-- Start --

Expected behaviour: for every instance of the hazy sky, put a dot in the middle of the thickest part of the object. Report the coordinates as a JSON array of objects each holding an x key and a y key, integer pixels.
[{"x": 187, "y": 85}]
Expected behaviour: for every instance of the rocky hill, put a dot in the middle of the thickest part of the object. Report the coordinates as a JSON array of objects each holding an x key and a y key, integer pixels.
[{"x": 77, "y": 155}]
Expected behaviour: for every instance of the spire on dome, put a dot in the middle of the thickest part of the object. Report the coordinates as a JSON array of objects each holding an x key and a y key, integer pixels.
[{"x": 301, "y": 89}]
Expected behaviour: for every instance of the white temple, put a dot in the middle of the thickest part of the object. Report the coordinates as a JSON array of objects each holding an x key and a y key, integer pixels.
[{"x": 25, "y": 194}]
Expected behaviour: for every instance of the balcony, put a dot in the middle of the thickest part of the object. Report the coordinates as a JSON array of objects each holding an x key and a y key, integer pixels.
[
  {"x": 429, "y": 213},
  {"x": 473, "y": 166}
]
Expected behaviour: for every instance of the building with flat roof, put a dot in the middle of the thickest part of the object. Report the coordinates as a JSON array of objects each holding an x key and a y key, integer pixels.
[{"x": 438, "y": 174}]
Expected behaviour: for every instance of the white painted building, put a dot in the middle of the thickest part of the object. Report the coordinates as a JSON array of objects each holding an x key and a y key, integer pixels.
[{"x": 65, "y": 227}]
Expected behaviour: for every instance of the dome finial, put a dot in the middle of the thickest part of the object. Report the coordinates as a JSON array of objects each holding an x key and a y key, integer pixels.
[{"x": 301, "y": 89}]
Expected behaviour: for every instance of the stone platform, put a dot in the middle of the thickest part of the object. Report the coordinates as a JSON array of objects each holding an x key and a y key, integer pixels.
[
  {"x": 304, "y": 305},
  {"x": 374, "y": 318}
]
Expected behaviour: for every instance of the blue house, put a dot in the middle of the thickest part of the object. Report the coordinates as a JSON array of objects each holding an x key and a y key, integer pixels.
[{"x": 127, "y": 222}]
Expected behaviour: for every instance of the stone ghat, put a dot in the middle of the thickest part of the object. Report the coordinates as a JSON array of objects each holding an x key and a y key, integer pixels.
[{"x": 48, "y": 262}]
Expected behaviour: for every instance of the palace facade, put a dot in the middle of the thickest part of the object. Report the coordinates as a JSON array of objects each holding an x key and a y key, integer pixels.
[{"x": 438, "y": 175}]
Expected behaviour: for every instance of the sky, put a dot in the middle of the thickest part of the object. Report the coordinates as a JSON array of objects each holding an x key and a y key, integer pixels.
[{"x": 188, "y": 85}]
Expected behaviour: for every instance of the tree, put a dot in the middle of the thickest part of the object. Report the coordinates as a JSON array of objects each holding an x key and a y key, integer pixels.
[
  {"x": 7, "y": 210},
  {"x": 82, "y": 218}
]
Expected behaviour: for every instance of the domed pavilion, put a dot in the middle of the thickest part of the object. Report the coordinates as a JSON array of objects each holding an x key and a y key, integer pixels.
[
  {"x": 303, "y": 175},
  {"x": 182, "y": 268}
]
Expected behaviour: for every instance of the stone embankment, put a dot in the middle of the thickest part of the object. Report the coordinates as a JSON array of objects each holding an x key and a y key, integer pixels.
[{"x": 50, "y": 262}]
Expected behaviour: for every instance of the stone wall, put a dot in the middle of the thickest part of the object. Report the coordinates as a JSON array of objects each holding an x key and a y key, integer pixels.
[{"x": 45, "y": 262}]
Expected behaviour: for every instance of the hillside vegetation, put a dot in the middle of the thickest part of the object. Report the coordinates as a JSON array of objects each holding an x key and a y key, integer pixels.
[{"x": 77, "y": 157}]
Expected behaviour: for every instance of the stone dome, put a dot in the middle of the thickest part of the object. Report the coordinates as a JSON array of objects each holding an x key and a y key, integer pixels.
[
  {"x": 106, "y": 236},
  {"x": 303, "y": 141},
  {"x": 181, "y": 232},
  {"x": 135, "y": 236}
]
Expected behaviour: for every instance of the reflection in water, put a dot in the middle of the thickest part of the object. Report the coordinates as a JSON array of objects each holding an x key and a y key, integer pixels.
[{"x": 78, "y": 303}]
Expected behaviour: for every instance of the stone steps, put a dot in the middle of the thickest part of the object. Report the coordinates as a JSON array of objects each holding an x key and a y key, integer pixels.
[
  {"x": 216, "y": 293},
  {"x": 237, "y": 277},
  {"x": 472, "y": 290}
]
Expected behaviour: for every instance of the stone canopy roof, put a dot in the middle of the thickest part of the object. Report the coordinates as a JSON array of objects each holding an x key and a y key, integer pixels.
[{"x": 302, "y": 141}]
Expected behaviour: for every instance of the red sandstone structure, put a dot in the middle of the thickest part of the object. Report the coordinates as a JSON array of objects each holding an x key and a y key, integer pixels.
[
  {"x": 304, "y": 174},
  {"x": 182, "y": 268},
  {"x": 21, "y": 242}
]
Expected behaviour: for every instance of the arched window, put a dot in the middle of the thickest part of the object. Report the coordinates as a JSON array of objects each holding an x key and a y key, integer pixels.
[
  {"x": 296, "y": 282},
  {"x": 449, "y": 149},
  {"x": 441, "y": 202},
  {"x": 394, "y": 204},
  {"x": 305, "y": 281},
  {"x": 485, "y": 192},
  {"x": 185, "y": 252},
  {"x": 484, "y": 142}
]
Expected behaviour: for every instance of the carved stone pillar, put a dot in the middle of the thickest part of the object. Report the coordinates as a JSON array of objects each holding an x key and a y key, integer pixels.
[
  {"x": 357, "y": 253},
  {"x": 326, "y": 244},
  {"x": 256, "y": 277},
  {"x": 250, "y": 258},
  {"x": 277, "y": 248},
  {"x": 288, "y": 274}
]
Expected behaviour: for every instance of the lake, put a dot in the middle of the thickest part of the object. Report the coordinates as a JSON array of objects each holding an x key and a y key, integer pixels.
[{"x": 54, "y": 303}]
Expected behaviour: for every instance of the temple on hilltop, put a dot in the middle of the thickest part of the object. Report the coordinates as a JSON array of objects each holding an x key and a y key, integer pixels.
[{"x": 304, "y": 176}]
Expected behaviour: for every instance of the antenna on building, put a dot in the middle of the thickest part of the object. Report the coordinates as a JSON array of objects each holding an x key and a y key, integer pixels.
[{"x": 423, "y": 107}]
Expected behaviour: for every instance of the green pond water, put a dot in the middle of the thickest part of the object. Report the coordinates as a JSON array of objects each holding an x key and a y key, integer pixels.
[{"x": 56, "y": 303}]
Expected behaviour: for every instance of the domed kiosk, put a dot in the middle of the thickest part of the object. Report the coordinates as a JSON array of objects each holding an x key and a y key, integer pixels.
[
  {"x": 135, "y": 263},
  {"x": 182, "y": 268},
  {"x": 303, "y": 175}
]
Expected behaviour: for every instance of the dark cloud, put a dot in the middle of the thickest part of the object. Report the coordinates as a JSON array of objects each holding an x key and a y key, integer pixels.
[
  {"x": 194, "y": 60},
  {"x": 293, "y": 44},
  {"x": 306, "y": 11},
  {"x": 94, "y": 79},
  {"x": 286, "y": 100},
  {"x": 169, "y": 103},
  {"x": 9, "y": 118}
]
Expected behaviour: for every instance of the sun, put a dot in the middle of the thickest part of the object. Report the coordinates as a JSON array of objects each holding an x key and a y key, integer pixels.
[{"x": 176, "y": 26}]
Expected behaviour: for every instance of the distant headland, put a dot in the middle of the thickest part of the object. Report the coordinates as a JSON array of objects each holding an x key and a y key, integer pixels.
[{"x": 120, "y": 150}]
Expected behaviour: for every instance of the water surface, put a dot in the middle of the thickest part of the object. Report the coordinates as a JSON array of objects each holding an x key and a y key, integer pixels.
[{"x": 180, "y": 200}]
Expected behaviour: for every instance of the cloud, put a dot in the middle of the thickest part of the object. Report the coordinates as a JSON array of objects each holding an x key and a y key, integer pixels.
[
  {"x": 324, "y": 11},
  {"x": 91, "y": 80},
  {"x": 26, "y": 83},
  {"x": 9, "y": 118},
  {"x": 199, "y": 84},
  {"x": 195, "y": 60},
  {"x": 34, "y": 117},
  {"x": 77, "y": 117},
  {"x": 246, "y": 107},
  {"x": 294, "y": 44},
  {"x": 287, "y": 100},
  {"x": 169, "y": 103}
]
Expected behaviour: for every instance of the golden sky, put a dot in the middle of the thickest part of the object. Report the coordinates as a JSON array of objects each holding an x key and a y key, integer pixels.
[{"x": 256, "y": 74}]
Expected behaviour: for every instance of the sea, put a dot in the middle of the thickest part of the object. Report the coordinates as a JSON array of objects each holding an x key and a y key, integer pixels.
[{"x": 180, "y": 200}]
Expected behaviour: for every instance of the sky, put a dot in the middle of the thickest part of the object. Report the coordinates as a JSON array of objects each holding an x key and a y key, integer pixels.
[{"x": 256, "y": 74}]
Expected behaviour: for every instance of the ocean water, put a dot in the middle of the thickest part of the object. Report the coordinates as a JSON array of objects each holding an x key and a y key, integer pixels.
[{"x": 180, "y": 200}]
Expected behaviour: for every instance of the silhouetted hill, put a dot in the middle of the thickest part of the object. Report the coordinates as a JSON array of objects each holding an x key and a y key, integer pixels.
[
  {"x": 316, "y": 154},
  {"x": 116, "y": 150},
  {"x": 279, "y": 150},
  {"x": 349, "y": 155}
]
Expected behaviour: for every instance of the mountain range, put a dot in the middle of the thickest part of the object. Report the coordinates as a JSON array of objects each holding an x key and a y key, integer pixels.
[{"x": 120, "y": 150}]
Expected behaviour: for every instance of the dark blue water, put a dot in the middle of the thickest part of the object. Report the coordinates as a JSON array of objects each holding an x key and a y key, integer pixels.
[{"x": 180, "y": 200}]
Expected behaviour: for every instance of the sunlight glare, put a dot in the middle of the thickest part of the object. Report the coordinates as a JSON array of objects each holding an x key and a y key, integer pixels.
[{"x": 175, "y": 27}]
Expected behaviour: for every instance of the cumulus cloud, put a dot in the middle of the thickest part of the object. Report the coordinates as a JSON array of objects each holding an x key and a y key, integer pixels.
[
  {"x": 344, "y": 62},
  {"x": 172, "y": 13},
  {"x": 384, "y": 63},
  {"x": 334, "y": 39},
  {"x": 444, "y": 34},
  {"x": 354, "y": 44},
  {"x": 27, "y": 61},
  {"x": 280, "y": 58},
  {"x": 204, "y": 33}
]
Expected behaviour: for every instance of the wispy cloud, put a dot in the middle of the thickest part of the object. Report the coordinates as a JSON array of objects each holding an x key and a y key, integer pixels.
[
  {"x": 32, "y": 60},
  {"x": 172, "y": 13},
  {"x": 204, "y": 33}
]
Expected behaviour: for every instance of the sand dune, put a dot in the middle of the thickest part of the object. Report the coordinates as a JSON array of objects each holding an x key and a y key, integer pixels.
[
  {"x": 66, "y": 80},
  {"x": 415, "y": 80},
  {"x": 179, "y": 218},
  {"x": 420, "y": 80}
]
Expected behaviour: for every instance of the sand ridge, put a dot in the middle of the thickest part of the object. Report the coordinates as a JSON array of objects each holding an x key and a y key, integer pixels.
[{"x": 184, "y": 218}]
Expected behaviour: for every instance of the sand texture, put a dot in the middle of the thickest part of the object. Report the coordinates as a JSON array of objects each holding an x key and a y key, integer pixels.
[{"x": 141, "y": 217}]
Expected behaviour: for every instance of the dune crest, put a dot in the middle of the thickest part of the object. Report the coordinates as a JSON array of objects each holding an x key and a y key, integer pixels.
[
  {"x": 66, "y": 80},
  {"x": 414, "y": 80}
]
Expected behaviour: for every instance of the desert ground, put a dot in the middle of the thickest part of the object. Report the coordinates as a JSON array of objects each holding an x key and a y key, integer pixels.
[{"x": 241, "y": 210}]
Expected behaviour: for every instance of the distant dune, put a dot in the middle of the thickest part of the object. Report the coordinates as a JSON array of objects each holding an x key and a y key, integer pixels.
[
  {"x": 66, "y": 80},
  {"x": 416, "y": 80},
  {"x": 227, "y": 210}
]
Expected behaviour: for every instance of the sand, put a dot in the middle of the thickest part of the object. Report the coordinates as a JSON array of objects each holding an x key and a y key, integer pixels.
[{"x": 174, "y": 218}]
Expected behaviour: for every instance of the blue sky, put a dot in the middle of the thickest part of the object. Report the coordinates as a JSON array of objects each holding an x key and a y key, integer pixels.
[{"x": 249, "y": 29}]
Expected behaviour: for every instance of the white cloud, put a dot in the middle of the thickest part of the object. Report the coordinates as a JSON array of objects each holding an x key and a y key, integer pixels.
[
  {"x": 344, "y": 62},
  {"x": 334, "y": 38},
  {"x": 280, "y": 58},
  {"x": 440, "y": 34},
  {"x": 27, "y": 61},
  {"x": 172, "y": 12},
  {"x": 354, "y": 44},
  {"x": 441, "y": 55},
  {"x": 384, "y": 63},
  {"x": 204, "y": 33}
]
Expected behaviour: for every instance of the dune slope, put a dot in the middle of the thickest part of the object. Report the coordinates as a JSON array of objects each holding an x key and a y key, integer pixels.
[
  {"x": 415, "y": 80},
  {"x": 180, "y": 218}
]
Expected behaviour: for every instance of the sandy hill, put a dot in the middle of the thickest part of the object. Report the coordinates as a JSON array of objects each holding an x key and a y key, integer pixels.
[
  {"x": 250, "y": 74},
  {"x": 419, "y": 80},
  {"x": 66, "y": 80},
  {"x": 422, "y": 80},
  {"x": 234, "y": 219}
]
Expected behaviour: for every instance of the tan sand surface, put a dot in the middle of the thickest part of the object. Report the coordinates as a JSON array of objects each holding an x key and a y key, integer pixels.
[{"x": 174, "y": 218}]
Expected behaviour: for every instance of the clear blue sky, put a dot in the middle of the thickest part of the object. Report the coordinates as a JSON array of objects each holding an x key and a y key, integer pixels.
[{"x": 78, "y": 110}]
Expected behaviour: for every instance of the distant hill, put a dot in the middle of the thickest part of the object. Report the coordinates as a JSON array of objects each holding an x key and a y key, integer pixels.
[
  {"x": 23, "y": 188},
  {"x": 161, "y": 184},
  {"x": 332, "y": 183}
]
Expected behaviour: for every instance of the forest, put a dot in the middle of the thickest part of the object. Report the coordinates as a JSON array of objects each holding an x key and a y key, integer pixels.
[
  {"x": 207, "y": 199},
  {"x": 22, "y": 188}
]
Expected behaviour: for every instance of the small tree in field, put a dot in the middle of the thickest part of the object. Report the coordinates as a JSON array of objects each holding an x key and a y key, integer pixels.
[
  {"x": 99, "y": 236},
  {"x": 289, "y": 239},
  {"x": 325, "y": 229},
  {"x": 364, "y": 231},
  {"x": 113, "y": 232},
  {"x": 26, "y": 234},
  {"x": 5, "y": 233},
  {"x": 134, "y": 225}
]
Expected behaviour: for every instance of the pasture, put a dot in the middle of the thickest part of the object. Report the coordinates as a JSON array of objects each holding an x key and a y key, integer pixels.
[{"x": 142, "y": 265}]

-- End --

What the task asks: Give back exactly the lines that run from the line with "Expected behaviour: for every instance of the pasture, put" through the close of the material, counting both ends, and nothing more.

Correct output:
Expected behaviour: for every instance of the pasture, put a dot in the middle of the thickest part of the object. Report the coordinates as a JSON array of objects each holding an x key and a y key, integer pixels.
[{"x": 142, "y": 265}]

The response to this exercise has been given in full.